Harvey Tulcensky: I don’t because I don’t find contemporary postcards that interesting.

Laetitia Wolff: I do try sometimes when I travel, and I have been traveling a lot lately. It is my own way of justifying my not writing long letters…

Harvey, when you’re at a flea market or yard sale, flipping through some old postcards, what’s likely to catch your eye?

HT: I’m looking for that great find, that really amazing image that everyone else passes by, that is more interesting than the “instant ancestor” box that everybody seems to gravitate to and if I’m really lucky, something I’ve never seen before.

Laetitia, in editing the book, were there other categories of cards you wanted to include? Were there some messages written on the cards you found particularly moving?

LW: The “Parading” chapter was originally split into two: “Parades” and “Old Glory” (a lot of photos showed celebratory buntings, flags, and human flags that were quite amazing but I had no intent of sounding nationalistic). The section originally entitled Portraits” was integrated into various categories, because in the end I did not feel strong enough about these portraits; it just does not seem to be a major genre in postcards. “Humor” was its own category before it got integrated into Uncanny,” where art meets oddity. Now I am thinking of other and more categories…

Most of the messages are rather mundane (lots of “I got your letter, thanks, did you get mine?”), and yes, some become touching by their banality.

- List of tasks:
1. In the postcard interview, into which two sections was the "Parading" chapter originally split?
2. Echo the postcard interview word for word, beginning at the words that have "HT: I’m looking" and stopping after "never seen before.".
The records can be left aside.

- Entries:
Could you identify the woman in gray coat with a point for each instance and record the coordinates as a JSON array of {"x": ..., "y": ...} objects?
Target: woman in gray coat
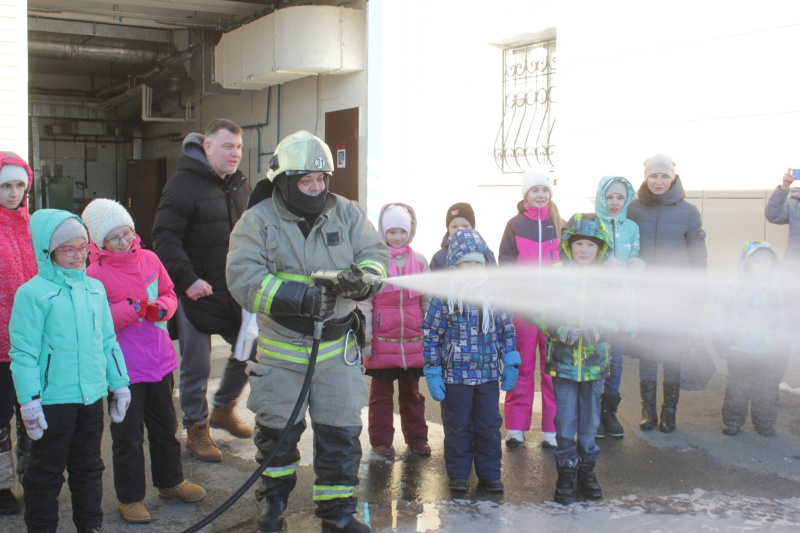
[
  {"x": 783, "y": 207},
  {"x": 671, "y": 235}
]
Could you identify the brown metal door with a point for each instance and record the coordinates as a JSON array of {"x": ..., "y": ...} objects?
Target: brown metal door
[
  {"x": 144, "y": 179},
  {"x": 341, "y": 134}
]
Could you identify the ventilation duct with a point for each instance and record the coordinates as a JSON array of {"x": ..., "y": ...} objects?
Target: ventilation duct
[{"x": 290, "y": 44}]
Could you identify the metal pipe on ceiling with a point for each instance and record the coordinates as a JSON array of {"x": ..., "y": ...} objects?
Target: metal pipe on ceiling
[{"x": 75, "y": 51}]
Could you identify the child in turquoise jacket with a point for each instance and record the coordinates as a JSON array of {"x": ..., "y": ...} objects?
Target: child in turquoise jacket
[
  {"x": 614, "y": 195},
  {"x": 64, "y": 360}
]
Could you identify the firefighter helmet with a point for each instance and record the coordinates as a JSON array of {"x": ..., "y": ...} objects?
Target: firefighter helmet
[{"x": 300, "y": 153}]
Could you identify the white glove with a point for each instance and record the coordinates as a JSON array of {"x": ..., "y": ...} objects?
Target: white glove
[
  {"x": 33, "y": 416},
  {"x": 119, "y": 405}
]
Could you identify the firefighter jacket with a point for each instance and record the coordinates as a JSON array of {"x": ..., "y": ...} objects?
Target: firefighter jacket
[{"x": 268, "y": 249}]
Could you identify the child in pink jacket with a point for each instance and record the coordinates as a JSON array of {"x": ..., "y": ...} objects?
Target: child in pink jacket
[
  {"x": 142, "y": 299},
  {"x": 394, "y": 340},
  {"x": 17, "y": 265},
  {"x": 533, "y": 236}
]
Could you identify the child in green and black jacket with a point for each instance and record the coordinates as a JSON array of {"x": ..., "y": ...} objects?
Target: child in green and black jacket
[{"x": 577, "y": 353}]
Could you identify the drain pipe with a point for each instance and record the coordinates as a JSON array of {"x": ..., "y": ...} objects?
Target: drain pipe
[{"x": 259, "y": 125}]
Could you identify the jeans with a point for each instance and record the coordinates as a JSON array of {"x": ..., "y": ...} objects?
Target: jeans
[
  {"x": 648, "y": 371},
  {"x": 577, "y": 412},
  {"x": 151, "y": 407},
  {"x": 72, "y": 442},
  {"x": 753, "y": 385},
  {"x": 471, "y": 420},
  {"x": 195, "y": 347},
  {"x": 612, "y": 382}
]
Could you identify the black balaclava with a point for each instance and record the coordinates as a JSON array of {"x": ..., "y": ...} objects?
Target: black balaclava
[{"x": 301, "y": 204}]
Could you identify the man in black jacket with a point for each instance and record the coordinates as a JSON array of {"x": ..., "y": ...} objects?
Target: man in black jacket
[{"x": 199, "y": 207}]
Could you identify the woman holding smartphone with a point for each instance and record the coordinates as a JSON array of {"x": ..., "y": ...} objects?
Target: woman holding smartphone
[{"x": 783, "y": 207}]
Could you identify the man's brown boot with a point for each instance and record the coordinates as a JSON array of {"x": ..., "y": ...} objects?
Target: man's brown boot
[
  {"x": 200, "y": 445},
  {"x": 224, "y": 417}
]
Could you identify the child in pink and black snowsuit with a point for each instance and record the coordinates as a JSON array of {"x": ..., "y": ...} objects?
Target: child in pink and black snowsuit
[
  {"x": 142, "y": 299},
  {"x": 394, "y": 340},
  {"x": 17, "y": 265},
  {"x": 531, "y": 237}
]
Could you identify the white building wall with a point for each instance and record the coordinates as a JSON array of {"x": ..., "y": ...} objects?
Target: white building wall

- Task-by-task results:
1. "Parades" and "Old Glory."

2.
HT: I’m looking for that great find, that really amazing image that everyone else passes by, that is more interesting than the “instant ancestor” box that everybody seems to gravitate to and if I’m really lucky, something I’ve never seen before.